-------- RECORDS FOR THE TASK --------
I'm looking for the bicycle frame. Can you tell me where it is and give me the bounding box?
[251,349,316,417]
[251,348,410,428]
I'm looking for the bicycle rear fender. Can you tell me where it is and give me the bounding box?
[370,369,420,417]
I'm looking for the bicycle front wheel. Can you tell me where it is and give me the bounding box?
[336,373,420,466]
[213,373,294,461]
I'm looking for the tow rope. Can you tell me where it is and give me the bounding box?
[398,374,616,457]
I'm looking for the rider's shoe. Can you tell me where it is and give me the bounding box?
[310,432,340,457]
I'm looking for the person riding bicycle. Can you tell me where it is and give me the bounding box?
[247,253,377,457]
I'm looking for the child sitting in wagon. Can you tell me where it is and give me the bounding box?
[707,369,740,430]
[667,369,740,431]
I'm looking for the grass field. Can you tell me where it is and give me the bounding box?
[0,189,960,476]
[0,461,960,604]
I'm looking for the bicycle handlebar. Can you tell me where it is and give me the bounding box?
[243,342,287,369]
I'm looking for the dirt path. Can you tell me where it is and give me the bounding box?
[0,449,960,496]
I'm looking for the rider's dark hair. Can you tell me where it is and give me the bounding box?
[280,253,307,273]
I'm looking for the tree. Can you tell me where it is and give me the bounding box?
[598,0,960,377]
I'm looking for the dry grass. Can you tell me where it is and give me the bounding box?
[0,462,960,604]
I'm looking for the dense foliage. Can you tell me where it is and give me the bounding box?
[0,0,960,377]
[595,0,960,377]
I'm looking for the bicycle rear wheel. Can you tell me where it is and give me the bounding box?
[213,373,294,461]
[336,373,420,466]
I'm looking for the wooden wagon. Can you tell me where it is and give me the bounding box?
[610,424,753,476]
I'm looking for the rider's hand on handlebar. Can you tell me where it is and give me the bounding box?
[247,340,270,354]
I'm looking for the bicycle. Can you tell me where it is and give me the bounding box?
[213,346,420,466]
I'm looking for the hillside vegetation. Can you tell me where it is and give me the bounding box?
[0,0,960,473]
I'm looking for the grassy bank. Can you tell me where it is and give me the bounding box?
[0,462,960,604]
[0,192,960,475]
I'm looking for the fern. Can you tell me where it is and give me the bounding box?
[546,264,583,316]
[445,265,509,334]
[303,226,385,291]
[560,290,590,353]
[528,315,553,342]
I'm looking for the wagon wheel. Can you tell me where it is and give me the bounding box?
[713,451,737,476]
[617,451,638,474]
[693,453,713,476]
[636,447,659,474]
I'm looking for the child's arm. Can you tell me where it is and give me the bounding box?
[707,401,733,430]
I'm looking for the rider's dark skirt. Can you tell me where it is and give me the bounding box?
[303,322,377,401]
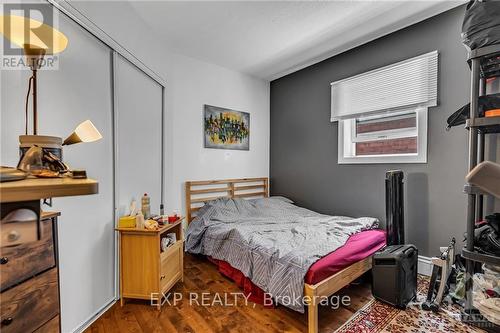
--------
Copy every one of the entries above word for word, leaving out the picture.

I'm looking for the bicycle frame. Can you tell me where it is and give me the bounding box?
[251,349,316,417]
[251,348,410,428]
I'm looking for the bicycle rear fender. Can you tell me where it is and give me the bounding box?
[370,369,420,417]
I'm looking for the bicycle front wheel. Can you tell me where it is and give me the bounding box?
[336,373,420,466]
[213,373,294,461]
I'm looking for the tow rope. Can you tell me where it is and give me the bounding box?
[398,374,616,457]
I'm looking for the rider's shoe. Can you tell me where it is and give me the bounding box?
[310,432,340,457]
I'm looking for the person riding bicycle. Can you tell me where it is and give me the bounding box?
[247,253,377,457]
I'm looking for the child sitting in wagon. Can you tell me where it is and give me the bounding box?
[707,369,740,430]
[667,369,740,431]
I'm looking for the grass field. Can you tell me where it is and give me the bounding box?
[0,189,960,476]
[0,461,960,604]
I'm looking for the bicycle handlebar. Can you tell me where it is and give me the bounding box?
[243,342,287,369]
I'm looking for the dirt path. Can you tell me where it is and give me the bounding box?
[0,449,960,496]
I'm looking for the rider's dark hair. Can you tell me where it is and give me the bounding box?
[280,253,307,273]
I'm looking for the tree. Can you tell me where it is and give me the bounding box?
[598,0,960,377]
I'm looking for the dry grass. Can you tell me where it is and give me the bounding box?
[0,462,960,604]
I'm looking for the dense foliage. Can you tell me where it is and give me the bounding box?
[0,0,960,377]
[595,0,960,377]
I'm looking for the bicycle rear wheel. Can you tell me where it is and give me the bounding box?
[213,373,294,461]
[336,373,420,466]
I'm looking for the wooden wagon. Can you tell me where it is and give me the bounding box?
[610,424,753,476]
I'm looking for the rider's hand on handlebar. Can you tell me where it is and give me the bounding box?
[247,340,270,354]
I'm looking for the bicycle. Can you tell me where it is and give me the bounding box?
[213,346,420,466]
I'm looking for the hillside vegetation. Can you tell me where it is and give me the bounding box?
[0,0,960,473]
I'm looking for the grassy bank. Can you tell me where it is and give me the bounding box?
[0,462,960,604]
[0,192,960,475]
I'm looking for the fern. Can you tell me where it is and give me the bounding box?
[546,264,583,316]
[445,265,509,334]
[303,226,385,291]
[560,290,590,353]
[528,315,553,342]
I'm looking for the wagon wheel. Can you tell me where it is and give me the bounding box?
[713,451,737,476]
[617,451,638,474]
[693,453,713,476]
[636,447,659,474]
I'm looking for the child's arm. Can you tell me where it is and give me the bounding box?
[707,401,733,430]
I'm looking for the rider's dark skirt. Can you tell me where it is and give me the bounding box?
[303,322,377,401]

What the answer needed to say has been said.